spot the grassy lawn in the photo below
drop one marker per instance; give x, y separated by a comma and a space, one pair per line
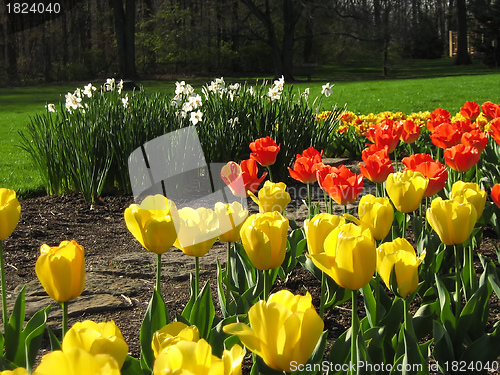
413, 86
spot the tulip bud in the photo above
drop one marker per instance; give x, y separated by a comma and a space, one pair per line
97, 338
153, 223
61, 270
400, 256
452, 220
272, 197
318, 228
406, 189
376, 214
264, 238
10, 211
231, 217
349, 257
285, 330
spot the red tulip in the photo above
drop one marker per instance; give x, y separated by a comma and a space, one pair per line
385, 133
495, 129
264, 151
410, 132
306, 165
438, 116
445, 135
241, 178
312, 153
491, 110
461, 158
376, 168
344, 186
475, 138
383, 152
470, 110
435, 171
465, 126
495, 194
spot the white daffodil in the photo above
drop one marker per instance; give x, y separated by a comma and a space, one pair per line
327, 89
196, 117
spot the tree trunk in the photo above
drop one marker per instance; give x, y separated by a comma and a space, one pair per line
462, 53
125, 37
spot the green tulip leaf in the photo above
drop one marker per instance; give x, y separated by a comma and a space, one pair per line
316, 359
14, 327
132, 366
443, 346
203, 312
31, 339
485, 349
340, 351
423, 318
55, 344
446, 315
155, 318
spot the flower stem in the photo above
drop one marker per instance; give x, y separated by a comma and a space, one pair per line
322, 296
309, 208
4, 291
267, 283
228, 272
64, 306
354, 329
270, 173
196, 276
158, 272
458, 287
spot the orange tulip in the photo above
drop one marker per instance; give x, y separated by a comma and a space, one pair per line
461, 158
305, 166
264, 151
445, 135
385, 133
376, 169
470, 110
491, 110
495, 130
343, 186
475, 138
435, 171
495, 194
411, 131
242, 178
438, 116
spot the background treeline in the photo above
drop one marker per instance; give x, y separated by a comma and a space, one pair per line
95, 39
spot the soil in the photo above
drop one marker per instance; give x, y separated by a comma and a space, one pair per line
101, 229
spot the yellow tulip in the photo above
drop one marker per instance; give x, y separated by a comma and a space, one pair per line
472, 193
198, 231
318, 228
452, 220
400, 256
231, 218
153, 223
17, 371
406, 189
349, 257
272, 197
171, 334
188, 357
97, 338
10, 211
61, 270
376, 213
264, 238
284, 330
76, 361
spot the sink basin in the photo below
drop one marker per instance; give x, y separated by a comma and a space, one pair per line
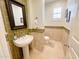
23, 41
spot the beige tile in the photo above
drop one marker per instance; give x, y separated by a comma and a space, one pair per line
55, 52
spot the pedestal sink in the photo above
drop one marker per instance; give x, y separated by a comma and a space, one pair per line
24, 42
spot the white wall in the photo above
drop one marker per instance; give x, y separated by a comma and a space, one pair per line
49, 20
36, 9
4, 50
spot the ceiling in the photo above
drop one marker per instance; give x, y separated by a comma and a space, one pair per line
48, 1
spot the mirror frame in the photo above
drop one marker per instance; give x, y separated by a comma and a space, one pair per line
11, 16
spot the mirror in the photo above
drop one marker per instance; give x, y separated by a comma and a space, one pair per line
17, 16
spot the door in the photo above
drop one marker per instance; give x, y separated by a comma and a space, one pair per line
4, 50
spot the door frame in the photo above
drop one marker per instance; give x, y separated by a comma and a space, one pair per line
4, 41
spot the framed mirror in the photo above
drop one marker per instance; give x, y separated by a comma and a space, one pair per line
17, 14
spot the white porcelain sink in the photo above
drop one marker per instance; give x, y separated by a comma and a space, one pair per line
23, 41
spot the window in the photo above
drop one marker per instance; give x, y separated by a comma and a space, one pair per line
57, 13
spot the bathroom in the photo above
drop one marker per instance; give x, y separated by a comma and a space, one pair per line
50, 34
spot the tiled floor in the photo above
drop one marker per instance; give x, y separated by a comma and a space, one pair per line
51, 51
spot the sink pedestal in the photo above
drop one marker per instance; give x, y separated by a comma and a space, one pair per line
26, 52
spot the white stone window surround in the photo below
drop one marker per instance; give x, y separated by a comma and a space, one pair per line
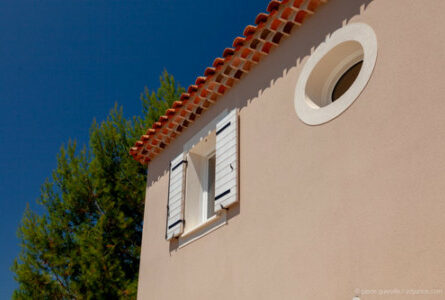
217, 220
312, 113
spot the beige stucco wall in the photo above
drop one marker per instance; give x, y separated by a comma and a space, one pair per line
356, 203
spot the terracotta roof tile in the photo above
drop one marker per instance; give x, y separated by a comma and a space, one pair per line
247, 51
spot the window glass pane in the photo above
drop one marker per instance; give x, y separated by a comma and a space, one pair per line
346, 80
211, 188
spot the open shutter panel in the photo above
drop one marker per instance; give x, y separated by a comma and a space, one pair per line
176, 192
226, 173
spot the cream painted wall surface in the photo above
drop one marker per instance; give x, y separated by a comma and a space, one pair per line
325, 211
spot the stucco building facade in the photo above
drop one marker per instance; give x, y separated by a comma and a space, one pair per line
332, 201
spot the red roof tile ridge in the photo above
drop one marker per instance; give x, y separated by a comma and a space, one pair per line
258, 41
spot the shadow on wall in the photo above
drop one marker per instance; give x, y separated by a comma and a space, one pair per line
290, 54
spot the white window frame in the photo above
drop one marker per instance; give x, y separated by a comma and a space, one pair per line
207, 225
205, 191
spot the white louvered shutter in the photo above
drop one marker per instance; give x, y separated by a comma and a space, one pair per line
226, 173
176, 192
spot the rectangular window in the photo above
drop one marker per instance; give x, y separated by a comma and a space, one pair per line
203, 181
200, 183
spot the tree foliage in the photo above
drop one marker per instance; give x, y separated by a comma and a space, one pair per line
86, 244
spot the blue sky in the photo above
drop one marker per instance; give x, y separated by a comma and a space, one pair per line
63, 63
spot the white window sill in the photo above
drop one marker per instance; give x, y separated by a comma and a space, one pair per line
203, 229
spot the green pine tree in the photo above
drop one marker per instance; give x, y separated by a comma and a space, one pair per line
87, 243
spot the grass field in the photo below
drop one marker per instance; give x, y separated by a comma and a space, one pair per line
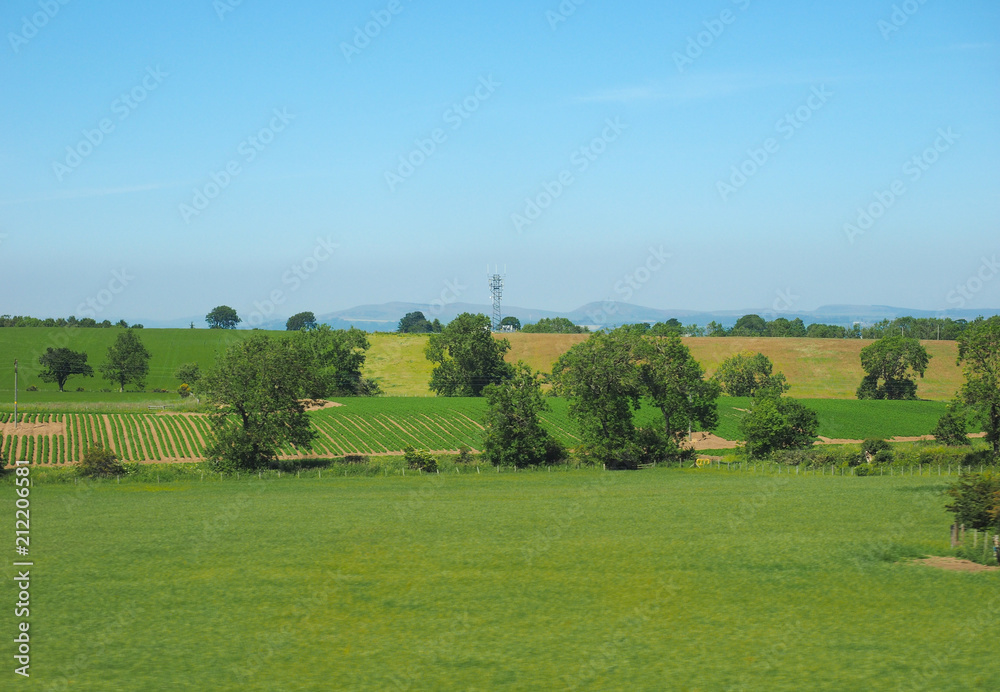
661, 579
388, 424
816, 368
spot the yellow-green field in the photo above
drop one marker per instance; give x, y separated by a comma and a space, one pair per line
816, 368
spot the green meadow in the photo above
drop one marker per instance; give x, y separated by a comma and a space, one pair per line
566, 579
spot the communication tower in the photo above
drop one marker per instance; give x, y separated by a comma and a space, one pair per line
496, 290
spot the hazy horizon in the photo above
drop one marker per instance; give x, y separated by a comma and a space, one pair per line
704, 157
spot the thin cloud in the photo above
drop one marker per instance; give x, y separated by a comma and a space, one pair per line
710, 86
84, 193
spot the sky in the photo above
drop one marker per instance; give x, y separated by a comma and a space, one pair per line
159, 159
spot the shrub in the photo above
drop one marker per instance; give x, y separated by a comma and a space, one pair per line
976, 500
875, 451
98, 461
982, 457
952, 428
420, 459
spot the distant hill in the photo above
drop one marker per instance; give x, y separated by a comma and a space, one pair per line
385, 316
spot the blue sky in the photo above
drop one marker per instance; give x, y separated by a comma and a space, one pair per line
576, 144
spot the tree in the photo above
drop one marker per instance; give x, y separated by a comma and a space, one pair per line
511, 322
222, 317
467, 357
188, 373
889, 365
599, 378
774, 423
979, 350
976, 500
99, 462
303, 320
331, 362
953, 427
127, 361
606, 378
254, 391
416, 323
553, 325
713, 328
514, 436
749, 325
675, 382
61, 363
747, 373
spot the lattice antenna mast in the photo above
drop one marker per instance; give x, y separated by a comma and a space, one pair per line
496, 290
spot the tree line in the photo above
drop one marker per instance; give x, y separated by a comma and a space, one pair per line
924, 328
71, 321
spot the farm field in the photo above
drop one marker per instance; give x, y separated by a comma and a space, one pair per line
816, 368
383, 425
660, 579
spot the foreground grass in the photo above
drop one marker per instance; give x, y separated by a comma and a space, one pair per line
660, 579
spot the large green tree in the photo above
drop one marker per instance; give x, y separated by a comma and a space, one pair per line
746, 373
254, 391
979, 352
775, 422
222, 317
467, 357
61, 363
749, 325
675, 383
331, 362
890, 365
606, 378
127, 361
514, 434
300, 321
416, 323
599, 379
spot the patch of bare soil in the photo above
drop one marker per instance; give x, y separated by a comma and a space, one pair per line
317, 404
954, 564
33, 428
703, 440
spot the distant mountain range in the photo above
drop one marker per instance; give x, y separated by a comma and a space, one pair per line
385, 317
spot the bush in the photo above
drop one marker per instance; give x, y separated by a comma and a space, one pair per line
875, 451
976, 500
982, 457
420, 459
952, 429
100, 462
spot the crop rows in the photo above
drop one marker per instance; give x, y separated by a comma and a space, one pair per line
134, 437
388, 425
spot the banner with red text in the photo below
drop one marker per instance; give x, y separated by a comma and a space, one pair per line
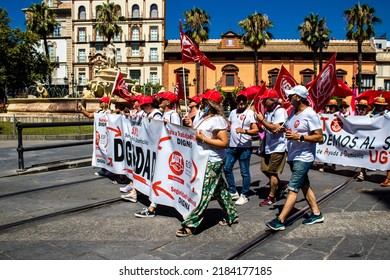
163, 160
359, 141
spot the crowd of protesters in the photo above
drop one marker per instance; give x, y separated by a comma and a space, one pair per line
288, 138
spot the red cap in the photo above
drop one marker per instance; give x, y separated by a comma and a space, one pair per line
196, 99
170, 96
145, 100
105, 99
213, 95
270, 93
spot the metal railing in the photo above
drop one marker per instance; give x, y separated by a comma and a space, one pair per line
22, 149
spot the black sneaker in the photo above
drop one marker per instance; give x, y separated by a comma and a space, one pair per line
313, 219
145, 213
276, 224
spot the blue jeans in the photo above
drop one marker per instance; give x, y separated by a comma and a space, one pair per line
299, 177
243, 155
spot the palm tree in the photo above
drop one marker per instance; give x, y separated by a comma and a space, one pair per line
196, 28
313, 34
108, 15
360, 21
255, 35
41, 20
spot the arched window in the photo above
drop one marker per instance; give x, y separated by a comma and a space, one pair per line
82, 13
135, 34
135, 11
153, 11
57, 30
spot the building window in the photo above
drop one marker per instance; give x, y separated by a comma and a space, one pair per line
153, 55
135, 75
135, 50
153, 11
135, 11
229, 80
82, 57
230, 43
118, 55
99, 37
153, 34
52, 54
57, 30
153, 78
386, 85
367, 82
82, 13
99, 48
82, 37
135, 34
117, 37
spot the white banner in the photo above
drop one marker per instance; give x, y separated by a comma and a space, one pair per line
359, 141
163, 160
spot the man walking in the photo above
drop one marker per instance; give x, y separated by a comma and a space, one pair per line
303, 132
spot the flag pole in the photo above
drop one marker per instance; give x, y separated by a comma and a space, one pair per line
185, 89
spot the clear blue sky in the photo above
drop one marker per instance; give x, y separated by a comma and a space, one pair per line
225, 14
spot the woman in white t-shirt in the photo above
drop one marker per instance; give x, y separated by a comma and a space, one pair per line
211, 134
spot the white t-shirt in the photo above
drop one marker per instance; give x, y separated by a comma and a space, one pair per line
244, 120
207, 126
275, 142
303, 123
172, 117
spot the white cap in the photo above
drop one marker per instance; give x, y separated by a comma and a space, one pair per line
298, 90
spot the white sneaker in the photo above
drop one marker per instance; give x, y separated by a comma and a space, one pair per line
235, 196
242, 200
126, 188
129, 197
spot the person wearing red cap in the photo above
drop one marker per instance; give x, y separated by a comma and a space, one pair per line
211, 134
303, 131
243, 125
167, 103
273, 146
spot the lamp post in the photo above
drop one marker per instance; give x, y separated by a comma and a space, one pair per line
322, 43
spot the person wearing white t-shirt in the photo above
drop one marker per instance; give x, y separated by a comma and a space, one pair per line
211, 134
167, 102
302, 133
242, 126
273, 155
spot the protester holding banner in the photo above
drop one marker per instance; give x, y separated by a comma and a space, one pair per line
303, 132
273, 155
167, 102
211, 134
243, 125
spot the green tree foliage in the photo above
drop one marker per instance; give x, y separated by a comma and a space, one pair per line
196, 27
313, 33
255, 35
108, 16
21, 64
360, 27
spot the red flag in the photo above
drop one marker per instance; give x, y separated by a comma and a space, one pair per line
324, 85
178, 88
120, 89
190, 52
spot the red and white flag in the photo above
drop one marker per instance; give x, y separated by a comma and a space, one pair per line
179, 88
190, 52
120, 88
324, 85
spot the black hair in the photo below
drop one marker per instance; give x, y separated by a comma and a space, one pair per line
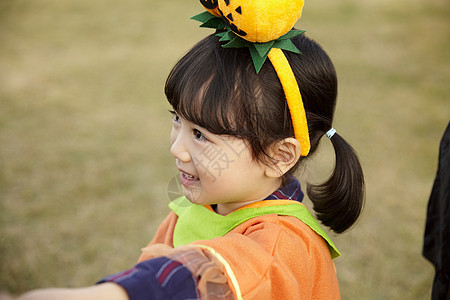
217, 88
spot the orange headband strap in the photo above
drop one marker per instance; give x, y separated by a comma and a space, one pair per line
293, 98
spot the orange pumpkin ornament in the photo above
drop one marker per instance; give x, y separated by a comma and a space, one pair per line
257, 21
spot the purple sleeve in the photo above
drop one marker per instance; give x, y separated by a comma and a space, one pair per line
157, 278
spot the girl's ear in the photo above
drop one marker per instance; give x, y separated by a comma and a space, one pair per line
285, 155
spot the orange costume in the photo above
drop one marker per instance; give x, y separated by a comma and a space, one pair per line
277, 252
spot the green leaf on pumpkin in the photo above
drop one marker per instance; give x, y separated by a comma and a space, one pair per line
237, 42
263, 48
216, 23
292, 33
258, 60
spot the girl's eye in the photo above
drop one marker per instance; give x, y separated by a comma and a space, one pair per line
199, 135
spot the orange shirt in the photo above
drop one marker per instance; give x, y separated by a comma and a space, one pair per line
269, 257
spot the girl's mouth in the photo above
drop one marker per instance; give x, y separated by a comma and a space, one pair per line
188, 179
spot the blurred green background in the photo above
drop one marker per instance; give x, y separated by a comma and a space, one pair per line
84, 160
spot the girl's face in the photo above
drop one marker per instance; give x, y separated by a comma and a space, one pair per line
217, 169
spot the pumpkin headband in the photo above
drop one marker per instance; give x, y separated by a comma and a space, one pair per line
265, 27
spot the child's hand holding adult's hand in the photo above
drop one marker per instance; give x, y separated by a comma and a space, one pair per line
107, 291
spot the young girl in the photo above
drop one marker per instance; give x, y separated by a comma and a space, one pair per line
240, 230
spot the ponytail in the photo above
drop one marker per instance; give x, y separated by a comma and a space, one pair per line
338, 201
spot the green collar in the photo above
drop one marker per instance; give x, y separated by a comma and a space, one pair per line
196, 222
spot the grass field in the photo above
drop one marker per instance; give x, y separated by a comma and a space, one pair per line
84, 161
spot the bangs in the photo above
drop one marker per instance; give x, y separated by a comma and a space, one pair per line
209, 88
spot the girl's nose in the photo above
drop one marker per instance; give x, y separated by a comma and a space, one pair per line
179, 150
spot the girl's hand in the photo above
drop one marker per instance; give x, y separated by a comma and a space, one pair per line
107, 291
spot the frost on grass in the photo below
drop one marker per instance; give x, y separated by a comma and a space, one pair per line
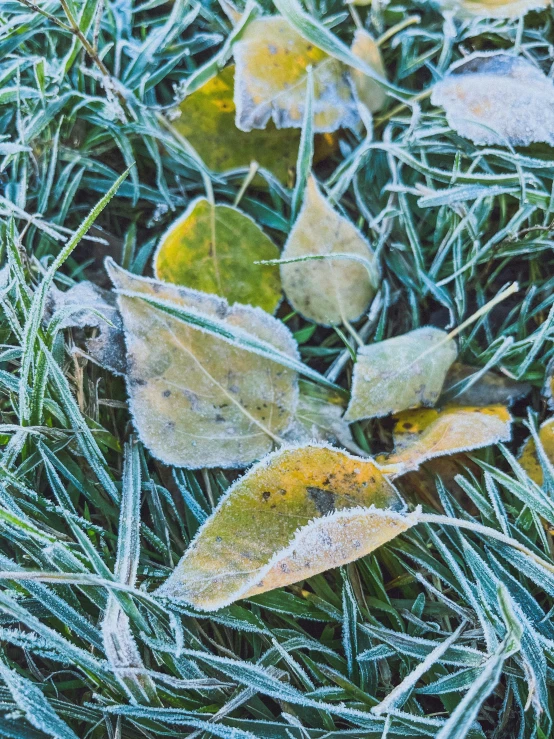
214, 248
369, 92
298, 512
407, 371
424, 434
498, 99
529, 457
463, 386
86, 305
196, 399
271, 78
327, 291
492, 8
321, 419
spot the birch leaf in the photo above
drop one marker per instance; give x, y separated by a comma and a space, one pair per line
270, 81
407, 371
489, 389
498, 99
300, 511
214, 248
369, 92
529, 458
492, 8
207, 120
196, 399
327, 291
424, 434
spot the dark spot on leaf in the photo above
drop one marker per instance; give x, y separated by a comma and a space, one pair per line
324, 500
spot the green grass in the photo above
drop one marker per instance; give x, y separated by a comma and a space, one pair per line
453, 225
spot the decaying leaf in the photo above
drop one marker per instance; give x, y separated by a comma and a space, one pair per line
529, 458
270, 80
207, 120
492, 8
196, 399
369, 92
214, 248
85, 305
297, 513
327, 291
498, 98
420, 435
407, 371
489, 389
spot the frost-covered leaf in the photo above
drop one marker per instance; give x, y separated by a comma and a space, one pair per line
498, 99
196, 399
329, 290
423, 434
529, 458
488, 389
407, 371
85, 305
298, 512
492, 8
270, 80
206, 118
214, 248
369, 92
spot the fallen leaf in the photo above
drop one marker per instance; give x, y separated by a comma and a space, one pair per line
#####
- _INSTRUCTIONS FOR THE TASK_
Using only the data above, copy out the lines that include the word "yellow".

- _TASK RESPONSE_
spot the yellow tulip in the photo above
spot the yellow-green field in the photo above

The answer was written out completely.